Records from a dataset
________
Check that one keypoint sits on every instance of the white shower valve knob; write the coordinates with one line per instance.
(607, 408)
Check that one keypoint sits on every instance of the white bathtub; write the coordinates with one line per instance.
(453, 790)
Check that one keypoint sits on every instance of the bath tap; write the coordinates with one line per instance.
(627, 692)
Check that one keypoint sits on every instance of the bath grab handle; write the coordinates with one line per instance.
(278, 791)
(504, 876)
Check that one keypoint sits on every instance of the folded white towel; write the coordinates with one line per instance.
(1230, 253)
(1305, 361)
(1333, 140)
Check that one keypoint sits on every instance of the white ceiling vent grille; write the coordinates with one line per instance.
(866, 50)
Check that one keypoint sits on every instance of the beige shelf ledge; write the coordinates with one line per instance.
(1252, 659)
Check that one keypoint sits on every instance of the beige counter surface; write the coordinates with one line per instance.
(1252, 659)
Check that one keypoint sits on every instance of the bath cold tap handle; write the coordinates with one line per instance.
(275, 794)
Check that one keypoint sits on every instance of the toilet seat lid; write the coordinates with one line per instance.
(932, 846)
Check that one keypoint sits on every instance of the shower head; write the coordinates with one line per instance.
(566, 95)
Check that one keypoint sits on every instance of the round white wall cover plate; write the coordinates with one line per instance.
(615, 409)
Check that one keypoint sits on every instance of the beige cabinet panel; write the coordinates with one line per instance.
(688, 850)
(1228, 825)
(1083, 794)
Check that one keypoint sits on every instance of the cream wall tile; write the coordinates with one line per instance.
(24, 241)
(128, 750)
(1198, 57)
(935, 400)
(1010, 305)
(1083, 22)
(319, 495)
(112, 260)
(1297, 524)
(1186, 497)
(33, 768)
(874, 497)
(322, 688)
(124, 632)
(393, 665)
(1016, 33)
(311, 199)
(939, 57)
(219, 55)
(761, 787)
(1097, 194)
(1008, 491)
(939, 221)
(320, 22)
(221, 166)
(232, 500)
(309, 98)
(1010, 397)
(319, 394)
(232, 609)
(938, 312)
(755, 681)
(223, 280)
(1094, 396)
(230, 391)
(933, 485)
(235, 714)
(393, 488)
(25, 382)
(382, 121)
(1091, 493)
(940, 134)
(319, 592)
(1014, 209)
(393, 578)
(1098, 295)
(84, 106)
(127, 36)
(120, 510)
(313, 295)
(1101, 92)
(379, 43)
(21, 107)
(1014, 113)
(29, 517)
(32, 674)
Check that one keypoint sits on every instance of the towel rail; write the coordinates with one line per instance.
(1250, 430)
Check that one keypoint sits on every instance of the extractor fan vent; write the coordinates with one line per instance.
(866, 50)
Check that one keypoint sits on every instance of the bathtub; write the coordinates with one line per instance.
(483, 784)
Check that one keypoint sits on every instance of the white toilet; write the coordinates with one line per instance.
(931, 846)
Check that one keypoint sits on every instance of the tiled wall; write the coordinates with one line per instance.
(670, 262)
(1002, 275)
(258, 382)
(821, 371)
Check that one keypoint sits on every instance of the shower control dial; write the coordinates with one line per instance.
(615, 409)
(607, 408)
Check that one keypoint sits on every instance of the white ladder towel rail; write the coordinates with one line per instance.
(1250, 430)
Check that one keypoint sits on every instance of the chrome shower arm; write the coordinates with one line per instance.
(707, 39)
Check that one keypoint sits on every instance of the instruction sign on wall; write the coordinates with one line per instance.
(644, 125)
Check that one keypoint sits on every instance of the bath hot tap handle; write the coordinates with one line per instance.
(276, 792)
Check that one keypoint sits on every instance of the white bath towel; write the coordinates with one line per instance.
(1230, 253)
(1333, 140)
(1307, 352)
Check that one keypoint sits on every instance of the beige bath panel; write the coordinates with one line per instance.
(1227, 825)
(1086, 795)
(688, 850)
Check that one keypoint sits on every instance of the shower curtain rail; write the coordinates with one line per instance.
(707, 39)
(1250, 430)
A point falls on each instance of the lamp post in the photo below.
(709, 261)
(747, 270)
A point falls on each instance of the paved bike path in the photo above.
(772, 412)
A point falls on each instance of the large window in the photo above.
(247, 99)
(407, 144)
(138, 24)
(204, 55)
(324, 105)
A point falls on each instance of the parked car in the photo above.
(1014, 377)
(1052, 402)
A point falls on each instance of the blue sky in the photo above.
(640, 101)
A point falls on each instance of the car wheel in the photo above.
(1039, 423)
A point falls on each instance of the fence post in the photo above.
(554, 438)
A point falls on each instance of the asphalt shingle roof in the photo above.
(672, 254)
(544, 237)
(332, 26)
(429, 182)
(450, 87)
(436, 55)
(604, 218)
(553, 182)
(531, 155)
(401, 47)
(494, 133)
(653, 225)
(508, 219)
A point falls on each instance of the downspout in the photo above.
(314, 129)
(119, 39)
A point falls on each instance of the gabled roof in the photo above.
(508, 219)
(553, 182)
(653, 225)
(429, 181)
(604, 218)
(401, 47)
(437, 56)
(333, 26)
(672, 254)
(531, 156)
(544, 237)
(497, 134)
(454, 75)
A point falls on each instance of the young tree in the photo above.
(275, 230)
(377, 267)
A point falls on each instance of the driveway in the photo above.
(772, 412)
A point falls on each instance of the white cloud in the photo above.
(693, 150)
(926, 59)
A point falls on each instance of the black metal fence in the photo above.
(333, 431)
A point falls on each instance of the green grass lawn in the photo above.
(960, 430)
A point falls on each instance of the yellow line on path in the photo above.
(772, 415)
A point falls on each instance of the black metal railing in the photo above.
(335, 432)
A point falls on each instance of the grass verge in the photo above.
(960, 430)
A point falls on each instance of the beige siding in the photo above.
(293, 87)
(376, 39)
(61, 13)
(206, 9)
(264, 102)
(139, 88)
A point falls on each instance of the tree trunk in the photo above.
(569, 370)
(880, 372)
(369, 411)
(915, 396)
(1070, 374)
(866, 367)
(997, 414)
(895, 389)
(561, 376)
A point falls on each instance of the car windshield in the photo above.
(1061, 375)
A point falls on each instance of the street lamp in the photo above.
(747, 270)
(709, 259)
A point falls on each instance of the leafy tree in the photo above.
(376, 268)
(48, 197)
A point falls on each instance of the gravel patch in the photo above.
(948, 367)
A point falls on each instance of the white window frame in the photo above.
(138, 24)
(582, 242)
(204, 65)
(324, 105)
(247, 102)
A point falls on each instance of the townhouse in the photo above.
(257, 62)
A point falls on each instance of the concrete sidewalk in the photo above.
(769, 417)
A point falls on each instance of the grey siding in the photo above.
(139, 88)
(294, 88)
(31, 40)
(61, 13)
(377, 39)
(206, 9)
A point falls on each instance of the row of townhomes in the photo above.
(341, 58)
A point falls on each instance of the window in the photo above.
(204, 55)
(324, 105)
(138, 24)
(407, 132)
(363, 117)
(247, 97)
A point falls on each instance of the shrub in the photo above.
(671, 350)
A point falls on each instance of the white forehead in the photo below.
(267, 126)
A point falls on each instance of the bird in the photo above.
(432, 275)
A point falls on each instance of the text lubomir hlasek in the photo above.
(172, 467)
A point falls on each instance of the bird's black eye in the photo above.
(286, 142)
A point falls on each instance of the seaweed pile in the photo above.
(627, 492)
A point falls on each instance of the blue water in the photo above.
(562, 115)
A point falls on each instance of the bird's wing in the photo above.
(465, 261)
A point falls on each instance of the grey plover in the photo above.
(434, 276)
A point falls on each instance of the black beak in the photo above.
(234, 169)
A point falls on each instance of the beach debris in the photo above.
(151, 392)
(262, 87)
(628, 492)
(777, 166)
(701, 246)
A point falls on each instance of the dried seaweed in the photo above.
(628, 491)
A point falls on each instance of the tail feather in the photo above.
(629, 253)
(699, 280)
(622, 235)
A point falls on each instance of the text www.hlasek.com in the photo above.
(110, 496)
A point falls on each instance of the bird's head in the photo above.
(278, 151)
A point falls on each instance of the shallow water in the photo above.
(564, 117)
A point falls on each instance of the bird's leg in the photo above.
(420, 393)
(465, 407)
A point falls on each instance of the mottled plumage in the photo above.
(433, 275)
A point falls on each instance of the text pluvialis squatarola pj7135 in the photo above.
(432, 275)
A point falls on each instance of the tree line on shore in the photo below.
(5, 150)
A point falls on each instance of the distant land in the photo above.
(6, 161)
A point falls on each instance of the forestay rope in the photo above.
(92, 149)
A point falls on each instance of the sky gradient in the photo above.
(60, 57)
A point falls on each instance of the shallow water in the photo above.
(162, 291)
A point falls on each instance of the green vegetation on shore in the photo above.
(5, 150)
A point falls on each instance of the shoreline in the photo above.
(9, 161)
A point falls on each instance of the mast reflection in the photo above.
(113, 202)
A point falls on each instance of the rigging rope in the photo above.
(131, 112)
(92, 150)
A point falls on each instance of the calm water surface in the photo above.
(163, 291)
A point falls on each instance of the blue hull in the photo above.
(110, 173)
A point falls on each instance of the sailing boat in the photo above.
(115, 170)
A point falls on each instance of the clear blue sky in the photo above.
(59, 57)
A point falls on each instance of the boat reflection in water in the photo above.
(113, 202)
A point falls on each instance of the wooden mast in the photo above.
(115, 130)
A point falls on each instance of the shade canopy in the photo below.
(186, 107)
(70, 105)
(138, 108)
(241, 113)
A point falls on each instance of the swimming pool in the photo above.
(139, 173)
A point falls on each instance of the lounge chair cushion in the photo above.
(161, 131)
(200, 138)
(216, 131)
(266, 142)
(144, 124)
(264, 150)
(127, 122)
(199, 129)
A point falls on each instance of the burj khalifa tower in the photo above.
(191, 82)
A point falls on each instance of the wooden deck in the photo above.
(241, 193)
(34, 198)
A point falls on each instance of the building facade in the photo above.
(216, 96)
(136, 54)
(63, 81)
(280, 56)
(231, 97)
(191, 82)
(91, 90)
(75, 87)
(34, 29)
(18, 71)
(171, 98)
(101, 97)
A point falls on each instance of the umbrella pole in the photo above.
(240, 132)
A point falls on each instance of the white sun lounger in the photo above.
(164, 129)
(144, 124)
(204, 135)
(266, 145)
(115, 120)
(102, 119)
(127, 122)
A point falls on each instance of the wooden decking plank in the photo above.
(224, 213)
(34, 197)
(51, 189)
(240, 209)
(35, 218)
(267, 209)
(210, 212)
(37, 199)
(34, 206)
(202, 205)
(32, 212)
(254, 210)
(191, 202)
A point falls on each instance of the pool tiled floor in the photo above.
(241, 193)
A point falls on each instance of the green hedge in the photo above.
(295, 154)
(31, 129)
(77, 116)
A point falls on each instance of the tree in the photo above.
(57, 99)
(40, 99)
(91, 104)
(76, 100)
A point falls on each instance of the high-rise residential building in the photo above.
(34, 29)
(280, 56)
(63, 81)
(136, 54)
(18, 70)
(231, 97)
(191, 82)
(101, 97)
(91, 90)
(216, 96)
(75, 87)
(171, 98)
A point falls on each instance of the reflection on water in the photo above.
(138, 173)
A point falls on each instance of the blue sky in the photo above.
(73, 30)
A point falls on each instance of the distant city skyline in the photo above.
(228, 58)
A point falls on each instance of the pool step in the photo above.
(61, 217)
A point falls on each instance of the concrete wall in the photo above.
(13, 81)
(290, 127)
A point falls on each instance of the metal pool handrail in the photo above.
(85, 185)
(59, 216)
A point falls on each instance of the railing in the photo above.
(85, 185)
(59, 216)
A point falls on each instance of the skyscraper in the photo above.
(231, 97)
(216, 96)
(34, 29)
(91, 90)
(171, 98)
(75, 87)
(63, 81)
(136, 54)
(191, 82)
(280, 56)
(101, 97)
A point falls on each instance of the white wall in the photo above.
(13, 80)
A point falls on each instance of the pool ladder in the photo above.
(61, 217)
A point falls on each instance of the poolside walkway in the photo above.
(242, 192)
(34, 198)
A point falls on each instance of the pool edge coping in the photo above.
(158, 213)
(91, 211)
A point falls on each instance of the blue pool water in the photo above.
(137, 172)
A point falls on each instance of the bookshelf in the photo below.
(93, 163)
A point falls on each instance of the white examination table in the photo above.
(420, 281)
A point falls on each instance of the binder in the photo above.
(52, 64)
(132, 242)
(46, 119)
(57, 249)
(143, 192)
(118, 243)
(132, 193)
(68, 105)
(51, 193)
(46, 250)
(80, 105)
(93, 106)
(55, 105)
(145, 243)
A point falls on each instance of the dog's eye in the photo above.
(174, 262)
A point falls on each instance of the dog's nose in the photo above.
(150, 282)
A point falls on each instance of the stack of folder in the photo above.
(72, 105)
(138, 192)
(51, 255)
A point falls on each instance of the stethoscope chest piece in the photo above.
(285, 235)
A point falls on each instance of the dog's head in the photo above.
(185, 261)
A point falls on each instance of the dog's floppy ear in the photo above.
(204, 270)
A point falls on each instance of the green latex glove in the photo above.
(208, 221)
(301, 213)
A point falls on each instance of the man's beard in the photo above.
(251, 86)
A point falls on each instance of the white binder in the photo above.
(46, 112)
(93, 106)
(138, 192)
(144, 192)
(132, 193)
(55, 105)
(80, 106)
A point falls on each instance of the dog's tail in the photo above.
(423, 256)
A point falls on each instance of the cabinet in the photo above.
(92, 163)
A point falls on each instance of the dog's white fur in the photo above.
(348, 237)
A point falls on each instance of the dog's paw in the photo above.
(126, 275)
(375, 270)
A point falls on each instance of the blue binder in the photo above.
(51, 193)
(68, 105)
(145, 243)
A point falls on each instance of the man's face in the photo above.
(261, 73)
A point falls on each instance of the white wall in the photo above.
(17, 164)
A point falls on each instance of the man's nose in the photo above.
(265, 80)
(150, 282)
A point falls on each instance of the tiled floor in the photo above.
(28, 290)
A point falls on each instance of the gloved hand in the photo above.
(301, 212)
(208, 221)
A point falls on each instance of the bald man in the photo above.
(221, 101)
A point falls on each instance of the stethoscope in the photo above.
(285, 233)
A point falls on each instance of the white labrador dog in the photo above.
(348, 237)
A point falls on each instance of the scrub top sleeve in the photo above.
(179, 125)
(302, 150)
________
▶ **What is asked**
Change "instance" to "occurrence" in the stretch from the line containing "A point falls on each instance of the tiled" through the end of the data, and give those lines again with everything else unchanged.

▶ **Final result**
A point falls on each occurrence of the tiled floor in the photo above.
(28, 290)
A point falls on each occurrence of the gloved hand in the photo above.
(301, 212)
(208, 221)
A point falls on each occurrence of the bald man in the photo above.
(221, 101)
A point falls on each occurrence of the stethoscope in the photo above.
(285, 233)
A point falls on each occurrence of the white labrador dog in the photo above.
(348, 237)
A point falls on each occurrence of the scrub top sleeve in the photo above.
(179, 125)
(302, 150)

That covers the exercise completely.